START Quoted passage
They flew from South Africa into the Russian Novo base at the edge of Antarctica. The race was a multinational affair, recorded for TV, with contestants including James Cracknell, Ben Fogle and a blind Irishman who later carried the 2012 Olympic torch through Dublin.
Anybody who has ever read any descriptions of the expeditions of Scott, Amundsen, Shackleton and others will be in awe of the adversity they faced, especially as they had no contact with the outside world and had by modern standards quite basic equipment. Few people now would undertake such an endeavour, and while the 16 racers did have vehicle backup support, and weren’t walking the whole distance from the sea to the pole (and back), they still had to drag their pulks, and the backup support didn’t always work.
END Quoted passage
START Record extracts
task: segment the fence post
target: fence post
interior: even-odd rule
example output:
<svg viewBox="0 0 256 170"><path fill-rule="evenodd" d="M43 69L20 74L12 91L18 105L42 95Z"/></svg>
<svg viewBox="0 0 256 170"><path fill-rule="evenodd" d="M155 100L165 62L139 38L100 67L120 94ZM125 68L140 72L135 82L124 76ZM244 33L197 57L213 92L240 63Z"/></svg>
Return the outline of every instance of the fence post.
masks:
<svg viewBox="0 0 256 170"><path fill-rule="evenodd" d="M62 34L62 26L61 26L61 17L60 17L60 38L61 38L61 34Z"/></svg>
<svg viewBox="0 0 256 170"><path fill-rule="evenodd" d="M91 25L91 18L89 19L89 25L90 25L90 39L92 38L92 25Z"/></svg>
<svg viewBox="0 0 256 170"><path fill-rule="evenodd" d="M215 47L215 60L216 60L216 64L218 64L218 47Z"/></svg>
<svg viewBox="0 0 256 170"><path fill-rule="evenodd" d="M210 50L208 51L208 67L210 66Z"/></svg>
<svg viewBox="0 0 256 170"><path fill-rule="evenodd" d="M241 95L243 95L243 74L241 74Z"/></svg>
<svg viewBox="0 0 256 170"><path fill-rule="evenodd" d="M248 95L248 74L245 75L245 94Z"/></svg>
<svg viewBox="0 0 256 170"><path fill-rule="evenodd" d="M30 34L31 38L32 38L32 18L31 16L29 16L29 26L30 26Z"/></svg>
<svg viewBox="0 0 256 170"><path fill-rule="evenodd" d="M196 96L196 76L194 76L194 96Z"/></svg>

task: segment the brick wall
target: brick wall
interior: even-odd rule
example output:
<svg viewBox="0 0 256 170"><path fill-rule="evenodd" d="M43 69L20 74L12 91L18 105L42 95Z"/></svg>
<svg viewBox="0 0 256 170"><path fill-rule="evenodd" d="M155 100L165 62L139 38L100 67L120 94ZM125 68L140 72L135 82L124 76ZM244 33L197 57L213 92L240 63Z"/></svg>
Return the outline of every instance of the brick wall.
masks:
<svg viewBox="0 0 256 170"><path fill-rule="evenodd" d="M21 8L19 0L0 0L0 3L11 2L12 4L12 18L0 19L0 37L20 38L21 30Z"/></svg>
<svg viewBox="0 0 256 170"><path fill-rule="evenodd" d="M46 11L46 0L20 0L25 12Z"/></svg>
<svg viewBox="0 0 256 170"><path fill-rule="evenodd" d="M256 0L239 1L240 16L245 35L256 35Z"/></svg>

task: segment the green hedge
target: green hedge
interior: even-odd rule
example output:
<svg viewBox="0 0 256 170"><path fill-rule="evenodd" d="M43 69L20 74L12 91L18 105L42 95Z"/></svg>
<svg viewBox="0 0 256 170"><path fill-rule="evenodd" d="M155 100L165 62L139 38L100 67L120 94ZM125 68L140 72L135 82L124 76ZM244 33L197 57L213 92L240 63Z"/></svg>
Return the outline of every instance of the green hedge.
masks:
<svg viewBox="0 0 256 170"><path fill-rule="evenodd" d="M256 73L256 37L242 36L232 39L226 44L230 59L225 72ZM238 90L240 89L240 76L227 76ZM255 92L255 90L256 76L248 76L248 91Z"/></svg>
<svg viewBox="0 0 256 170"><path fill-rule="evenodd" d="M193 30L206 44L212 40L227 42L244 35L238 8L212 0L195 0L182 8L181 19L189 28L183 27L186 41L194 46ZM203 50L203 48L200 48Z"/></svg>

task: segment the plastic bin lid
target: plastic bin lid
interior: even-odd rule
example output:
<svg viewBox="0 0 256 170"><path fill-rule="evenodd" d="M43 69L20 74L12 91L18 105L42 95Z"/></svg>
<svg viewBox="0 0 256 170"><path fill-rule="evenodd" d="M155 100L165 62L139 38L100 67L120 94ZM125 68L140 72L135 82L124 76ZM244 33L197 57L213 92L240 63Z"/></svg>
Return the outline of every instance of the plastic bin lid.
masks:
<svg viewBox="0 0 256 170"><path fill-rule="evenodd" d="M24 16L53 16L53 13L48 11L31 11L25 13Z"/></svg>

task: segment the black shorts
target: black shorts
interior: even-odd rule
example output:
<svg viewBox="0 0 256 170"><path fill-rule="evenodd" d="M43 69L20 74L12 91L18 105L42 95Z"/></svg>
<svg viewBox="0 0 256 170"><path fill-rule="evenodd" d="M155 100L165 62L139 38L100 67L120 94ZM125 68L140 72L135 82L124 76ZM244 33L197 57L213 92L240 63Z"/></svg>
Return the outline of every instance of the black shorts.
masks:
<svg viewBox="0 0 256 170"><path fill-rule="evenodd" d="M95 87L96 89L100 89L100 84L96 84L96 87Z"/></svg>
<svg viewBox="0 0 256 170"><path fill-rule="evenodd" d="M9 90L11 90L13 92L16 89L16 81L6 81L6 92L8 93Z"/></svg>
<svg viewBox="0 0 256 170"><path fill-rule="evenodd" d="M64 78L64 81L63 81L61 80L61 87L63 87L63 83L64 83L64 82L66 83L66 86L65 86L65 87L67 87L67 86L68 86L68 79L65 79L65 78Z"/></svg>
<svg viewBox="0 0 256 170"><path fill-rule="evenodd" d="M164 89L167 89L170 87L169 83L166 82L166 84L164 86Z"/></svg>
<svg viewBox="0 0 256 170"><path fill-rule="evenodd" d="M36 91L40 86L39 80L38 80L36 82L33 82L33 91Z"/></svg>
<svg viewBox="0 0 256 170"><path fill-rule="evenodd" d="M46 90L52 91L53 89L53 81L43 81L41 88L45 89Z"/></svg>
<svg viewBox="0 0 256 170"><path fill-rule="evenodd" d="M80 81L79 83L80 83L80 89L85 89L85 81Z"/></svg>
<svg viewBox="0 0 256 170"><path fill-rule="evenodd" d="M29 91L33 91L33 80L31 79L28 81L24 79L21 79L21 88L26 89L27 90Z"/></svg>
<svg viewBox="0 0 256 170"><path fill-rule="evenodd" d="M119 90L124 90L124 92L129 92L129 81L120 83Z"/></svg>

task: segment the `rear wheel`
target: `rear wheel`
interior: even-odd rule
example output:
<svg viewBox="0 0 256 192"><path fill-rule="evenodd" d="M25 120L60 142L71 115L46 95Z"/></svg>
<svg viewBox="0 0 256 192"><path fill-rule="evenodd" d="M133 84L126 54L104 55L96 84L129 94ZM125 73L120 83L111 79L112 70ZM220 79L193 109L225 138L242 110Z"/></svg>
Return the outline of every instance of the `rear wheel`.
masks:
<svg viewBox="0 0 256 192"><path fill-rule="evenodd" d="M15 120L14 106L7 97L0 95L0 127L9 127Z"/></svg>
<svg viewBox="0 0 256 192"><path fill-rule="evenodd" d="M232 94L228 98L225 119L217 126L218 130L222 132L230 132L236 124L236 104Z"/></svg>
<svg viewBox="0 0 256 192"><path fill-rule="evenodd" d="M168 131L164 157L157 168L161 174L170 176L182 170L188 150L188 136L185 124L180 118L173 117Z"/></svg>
END Record extracts
> **The task**
Write the next part of the passage about the race across Antarctica, picking up after its last sentence. None of the material is needed here.

> **Output for this exercise**
And there was the weather to contend with, because Antarctica doesn’t bestow favours just because you’re getting on a bit. And on the important subject of knowing which direction you’re heading in, that modern invention, GPS needs batteries which quickly fade in those temperatures, so other means of direction-finding have to be found which would work throughout the day and not just for a brief spell before the battery fades, based on wind direction or the position of the sun. Even the compass, that ever-ready and reliable direction-finding device of normal locales (and even if it’s a southern hemisphere compass; yes indeed, look it up), gets messed up because the magnetic south pole is a long way north of the geographic pole.
We were treated to descriptions of daily necessities and rituals (don’t ask the obvious question – you’ll have to work it out or look it up, but part of the answer is “very quickly”), as well as the battle between getting warm and getting fed at the end of each day’s walk. And because there was no guarantee that the backup would be able to reach them within 24 hours, they were completely and utterly dependent on each other, and had to constantly check each other for any warning signs.
At the end of each day it took around four hours to thaw enough ice for the fluid requirements, the needs increased by the altitude and the dry air, before trying to consume as many calories as possible, although it was nowhere near what they had burnt.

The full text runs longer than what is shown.